■ **Text section**
▼
Now for the slow data-cleaning grind that is characteristic of work as a data scientist. We begin by writing type coercion functions: functions that convert each column type into a `float` value for use in linear regression. All input values are `str`.

The column types are:

 - _boolean_ : `y`/`NA`/`n` assigned to `+1.0`/`0.0`/`0.0`
 - _integer_ : convert to `float`, preserving value. `NA` equals `0.0`. 
 - _string_ : not included in regression; we'll use it later
 - CareerSat: Map (`vd`, `sd`, `ne`, `NA`, `ss`, `vs`) to (-2.0, -1.0, 0.0, 0.0, 1.0, 2.0)
 - EdLevel: Map (`other`, `bachelors`, `masters`, `doctoral`) to (0.0, 1.0, 1.5, 2.0)
 - MgrIdiot: Map (`NA`, `not`, `some`, `very`) to (-1.0, -1.0, 0.0, 1.0)
▲
■ **Complete the following**
a - Copy the data-cleaning passage word for word, starting at "The column types" and ending at "1.0, 1.5, 2.0)".
b - According to the data-cleaning passage, what float value does the EdLevel entry `masters` map to?
c - Pick up the data-cleaning passage right after its last line and keep writing.

[Dataset excerpts on pointing to objects]
▼
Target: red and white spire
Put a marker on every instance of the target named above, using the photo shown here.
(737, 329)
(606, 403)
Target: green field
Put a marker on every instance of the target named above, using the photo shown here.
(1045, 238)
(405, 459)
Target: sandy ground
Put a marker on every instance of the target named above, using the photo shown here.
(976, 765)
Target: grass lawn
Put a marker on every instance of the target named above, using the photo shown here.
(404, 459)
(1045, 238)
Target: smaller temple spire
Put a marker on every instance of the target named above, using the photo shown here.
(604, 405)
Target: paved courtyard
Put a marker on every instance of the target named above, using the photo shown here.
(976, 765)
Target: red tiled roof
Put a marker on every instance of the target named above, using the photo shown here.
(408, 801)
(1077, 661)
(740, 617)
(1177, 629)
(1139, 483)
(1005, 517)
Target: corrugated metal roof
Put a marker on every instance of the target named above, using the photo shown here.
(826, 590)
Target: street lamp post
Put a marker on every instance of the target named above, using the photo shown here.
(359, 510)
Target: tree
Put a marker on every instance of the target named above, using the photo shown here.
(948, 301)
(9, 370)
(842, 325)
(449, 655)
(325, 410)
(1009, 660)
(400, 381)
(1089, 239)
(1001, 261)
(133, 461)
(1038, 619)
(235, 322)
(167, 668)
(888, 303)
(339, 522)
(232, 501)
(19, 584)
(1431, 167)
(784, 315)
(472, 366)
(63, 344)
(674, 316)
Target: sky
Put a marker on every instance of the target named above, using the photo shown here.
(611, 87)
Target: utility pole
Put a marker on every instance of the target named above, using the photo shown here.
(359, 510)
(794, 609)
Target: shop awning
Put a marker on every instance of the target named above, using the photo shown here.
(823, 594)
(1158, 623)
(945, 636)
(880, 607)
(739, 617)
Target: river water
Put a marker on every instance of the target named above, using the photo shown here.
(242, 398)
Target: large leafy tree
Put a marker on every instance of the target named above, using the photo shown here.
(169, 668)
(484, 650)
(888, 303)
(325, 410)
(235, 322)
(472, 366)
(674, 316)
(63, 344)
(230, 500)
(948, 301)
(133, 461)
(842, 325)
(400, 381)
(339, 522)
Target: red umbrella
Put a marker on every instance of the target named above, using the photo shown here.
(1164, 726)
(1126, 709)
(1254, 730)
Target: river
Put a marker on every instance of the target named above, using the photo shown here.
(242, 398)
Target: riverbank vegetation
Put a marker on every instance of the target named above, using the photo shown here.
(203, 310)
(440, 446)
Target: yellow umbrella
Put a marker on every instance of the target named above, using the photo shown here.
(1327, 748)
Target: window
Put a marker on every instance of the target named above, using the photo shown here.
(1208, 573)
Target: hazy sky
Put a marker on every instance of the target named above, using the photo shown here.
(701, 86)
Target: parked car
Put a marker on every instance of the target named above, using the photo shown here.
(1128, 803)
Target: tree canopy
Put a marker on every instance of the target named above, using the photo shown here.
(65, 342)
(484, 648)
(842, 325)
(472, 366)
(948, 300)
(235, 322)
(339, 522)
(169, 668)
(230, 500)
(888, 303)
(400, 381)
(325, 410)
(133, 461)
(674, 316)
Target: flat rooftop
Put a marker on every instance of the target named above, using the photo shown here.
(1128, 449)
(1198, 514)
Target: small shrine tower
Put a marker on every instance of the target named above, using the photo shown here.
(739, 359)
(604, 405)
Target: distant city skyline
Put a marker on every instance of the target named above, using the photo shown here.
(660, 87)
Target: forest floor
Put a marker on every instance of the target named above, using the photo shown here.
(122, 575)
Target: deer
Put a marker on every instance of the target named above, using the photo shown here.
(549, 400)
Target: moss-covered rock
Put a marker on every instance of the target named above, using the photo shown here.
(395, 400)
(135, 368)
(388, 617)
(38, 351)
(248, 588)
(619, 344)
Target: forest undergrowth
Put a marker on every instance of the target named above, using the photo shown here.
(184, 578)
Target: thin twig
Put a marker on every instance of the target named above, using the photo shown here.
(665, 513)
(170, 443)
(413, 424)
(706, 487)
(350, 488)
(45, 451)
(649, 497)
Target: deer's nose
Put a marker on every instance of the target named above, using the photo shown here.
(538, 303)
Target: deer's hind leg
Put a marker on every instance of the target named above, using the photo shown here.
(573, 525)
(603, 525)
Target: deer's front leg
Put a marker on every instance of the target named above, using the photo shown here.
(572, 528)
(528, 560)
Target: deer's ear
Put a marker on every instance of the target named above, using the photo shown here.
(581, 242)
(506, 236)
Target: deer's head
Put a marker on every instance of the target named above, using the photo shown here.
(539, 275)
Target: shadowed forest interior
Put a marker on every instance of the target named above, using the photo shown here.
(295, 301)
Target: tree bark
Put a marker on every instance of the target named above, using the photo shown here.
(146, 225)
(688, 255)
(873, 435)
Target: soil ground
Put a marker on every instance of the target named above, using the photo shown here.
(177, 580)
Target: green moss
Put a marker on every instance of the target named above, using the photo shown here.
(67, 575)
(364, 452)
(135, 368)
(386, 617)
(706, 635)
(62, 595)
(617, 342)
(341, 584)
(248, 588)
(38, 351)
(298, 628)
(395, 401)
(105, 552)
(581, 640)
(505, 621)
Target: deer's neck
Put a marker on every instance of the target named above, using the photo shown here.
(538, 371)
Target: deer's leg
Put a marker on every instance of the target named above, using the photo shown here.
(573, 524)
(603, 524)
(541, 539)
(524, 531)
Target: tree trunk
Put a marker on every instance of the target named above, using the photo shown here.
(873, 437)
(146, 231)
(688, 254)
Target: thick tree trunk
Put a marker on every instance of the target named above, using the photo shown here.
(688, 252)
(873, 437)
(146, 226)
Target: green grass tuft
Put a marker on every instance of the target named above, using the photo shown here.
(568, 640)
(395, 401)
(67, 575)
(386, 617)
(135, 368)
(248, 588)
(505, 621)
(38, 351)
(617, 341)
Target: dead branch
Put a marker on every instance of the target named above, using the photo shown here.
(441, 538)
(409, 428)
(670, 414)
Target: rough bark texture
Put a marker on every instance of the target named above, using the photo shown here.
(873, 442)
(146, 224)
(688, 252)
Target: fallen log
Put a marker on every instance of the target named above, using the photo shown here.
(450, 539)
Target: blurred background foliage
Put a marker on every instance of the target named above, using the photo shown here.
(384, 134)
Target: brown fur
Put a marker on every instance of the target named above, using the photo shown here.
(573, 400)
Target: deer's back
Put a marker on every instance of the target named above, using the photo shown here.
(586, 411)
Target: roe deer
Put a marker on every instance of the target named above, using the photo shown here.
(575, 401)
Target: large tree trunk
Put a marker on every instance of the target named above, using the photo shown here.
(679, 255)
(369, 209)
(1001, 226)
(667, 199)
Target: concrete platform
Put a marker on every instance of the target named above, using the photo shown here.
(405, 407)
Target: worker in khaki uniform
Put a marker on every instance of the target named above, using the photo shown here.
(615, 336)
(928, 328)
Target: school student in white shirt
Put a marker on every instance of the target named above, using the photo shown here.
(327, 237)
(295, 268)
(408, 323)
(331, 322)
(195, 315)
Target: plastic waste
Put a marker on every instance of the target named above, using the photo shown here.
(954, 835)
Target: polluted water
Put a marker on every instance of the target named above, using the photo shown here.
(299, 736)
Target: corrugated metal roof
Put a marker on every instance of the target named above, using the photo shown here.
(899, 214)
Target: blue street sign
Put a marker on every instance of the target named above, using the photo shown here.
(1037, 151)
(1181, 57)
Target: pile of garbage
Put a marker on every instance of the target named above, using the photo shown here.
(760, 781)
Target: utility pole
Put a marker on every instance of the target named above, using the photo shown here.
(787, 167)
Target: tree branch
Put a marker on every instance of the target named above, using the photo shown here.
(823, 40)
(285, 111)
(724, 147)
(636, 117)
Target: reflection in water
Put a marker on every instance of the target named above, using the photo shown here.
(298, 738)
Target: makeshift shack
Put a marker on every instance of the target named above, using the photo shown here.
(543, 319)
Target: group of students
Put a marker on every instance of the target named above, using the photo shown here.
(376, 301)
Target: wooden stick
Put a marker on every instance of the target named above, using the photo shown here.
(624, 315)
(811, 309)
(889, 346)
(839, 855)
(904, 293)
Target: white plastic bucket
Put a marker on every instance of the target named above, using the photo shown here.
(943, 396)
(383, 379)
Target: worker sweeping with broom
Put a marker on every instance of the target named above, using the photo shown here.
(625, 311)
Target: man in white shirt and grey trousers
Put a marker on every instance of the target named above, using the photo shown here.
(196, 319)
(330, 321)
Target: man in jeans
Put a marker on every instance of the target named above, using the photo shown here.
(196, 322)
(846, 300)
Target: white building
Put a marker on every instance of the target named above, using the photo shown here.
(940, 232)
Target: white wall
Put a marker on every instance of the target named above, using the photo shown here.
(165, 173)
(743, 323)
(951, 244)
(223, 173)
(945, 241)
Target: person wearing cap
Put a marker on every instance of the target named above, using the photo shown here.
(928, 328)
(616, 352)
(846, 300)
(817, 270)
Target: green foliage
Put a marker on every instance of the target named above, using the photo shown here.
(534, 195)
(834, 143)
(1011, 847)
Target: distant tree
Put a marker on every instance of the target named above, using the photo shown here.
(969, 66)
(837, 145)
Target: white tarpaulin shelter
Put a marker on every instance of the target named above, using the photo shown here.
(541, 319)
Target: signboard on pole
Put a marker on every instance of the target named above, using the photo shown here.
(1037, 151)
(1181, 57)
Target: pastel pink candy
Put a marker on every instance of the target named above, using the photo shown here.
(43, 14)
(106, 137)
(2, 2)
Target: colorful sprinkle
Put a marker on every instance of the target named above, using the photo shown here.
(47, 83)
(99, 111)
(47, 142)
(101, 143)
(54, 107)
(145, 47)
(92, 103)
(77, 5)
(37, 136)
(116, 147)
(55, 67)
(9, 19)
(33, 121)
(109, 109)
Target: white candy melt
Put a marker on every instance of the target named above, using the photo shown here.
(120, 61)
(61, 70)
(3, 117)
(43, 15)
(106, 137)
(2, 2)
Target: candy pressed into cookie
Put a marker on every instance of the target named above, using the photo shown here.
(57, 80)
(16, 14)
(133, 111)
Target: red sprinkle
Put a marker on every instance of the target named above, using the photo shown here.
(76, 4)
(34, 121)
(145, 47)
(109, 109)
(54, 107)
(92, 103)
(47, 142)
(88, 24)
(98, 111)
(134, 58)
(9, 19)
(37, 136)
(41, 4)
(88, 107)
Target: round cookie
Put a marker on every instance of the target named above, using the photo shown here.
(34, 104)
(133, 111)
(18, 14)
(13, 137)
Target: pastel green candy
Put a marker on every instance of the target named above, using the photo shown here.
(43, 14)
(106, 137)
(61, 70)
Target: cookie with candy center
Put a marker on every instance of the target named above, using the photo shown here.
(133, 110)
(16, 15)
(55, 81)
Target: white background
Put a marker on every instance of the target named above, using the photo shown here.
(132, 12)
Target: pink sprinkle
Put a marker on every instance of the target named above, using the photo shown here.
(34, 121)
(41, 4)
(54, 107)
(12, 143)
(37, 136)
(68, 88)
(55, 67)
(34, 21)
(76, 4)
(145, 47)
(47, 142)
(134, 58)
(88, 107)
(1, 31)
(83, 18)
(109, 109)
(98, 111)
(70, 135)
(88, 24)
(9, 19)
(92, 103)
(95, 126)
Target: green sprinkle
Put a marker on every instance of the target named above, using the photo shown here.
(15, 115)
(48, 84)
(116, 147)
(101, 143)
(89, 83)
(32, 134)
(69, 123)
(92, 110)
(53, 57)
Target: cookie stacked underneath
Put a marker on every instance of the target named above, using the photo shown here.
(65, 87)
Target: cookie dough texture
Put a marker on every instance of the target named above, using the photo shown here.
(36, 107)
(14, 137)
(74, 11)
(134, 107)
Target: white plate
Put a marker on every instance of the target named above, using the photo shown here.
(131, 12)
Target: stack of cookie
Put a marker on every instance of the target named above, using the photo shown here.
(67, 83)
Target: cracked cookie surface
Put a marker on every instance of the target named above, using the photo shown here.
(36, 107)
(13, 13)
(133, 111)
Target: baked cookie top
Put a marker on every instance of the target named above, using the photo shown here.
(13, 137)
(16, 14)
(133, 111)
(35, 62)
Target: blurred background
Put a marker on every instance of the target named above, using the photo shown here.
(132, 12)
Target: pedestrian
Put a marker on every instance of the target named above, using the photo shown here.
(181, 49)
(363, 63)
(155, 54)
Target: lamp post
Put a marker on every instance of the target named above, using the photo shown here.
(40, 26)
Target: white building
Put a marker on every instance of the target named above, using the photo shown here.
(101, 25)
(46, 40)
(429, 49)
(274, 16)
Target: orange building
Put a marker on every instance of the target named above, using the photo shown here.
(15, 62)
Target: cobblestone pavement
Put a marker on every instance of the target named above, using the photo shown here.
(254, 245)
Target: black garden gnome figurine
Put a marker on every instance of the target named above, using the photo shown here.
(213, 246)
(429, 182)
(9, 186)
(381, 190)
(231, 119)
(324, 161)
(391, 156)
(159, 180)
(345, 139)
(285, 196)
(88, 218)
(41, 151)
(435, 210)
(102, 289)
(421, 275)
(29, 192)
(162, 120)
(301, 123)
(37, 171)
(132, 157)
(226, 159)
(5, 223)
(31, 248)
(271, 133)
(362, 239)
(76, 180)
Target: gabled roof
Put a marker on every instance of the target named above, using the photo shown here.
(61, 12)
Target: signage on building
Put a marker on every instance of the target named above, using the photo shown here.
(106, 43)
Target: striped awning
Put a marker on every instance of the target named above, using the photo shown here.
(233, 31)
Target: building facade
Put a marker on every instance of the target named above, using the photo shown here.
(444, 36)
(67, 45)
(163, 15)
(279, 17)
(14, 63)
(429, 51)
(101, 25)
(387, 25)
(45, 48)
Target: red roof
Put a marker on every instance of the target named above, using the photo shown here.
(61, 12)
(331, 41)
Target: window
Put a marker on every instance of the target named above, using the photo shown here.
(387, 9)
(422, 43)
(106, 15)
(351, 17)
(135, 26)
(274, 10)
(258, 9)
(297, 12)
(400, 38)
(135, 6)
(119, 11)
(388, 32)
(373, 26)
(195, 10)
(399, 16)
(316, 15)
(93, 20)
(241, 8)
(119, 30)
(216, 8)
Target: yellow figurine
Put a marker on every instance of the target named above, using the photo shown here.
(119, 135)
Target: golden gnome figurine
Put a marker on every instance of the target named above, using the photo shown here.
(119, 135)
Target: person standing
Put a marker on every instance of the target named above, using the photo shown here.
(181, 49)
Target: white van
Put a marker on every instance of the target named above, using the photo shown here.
▲
■ **Final answers**
a -
The column types are:

 - _boolean_ : `y`/`NA`/`n` assigned to `+1.0`/`0.0`/`0.0`
 - _integer_ : convert to `float`, preserving value. `NA` equals `0.0`. 
 - _string_ : not included in regression; we'll use it later
 - CareerSat: Map (`vd`, `sd`, `ne`, `NA`, `ss`, `vs`) to (-2.0, -1.0, 0.0, 0.0, 1.0, 2.0)
 - EdLevel: Map (`other`, `bachelors`, `masters`, `doctoral`) to (0.0, 1.0, 1.5, 2.0)

b - 1.5

c -
 - OpSys: This is a category variable, we will split this into three columns (one for each possible value) and set 1.0 in the corresponding column. This is called a [one-hot encoding](https://en.wikipedia.org/wiki/One-hot). (Don't write a conversion function in this step.)
 - OpenSourcer : Map (`never`, `year`, `month-year`, `month`) to (0.0, 0.5, 1.0, 2.0)
 - OrgSize: Map each range "$a$-$b$" to the value $ln(a)$. Treat `NA` as `ln(1.0) = 0`. We are converting an exponentially distributed range to a linearly distributed one.

All your conversion functions must throw an exception if you encounter an unexpected value. As an example, we give you the boolean conversion function:

In [4]:
def type_boolean_test(type_boolean):
    test.true(isinstance(type_boolean("y"), float))
    test.equal(type_boolean("y"), 1.0)
    test.equal(type_boolean("n"), 0.0)
    test.exception(lambda: type_boolean("5"))

@test
def type_boolean(c):
    if c == "y": return 1.0
    elif c == "n": return 0.0
    elif c == "NA": return 0.0
    raise ValueError(c)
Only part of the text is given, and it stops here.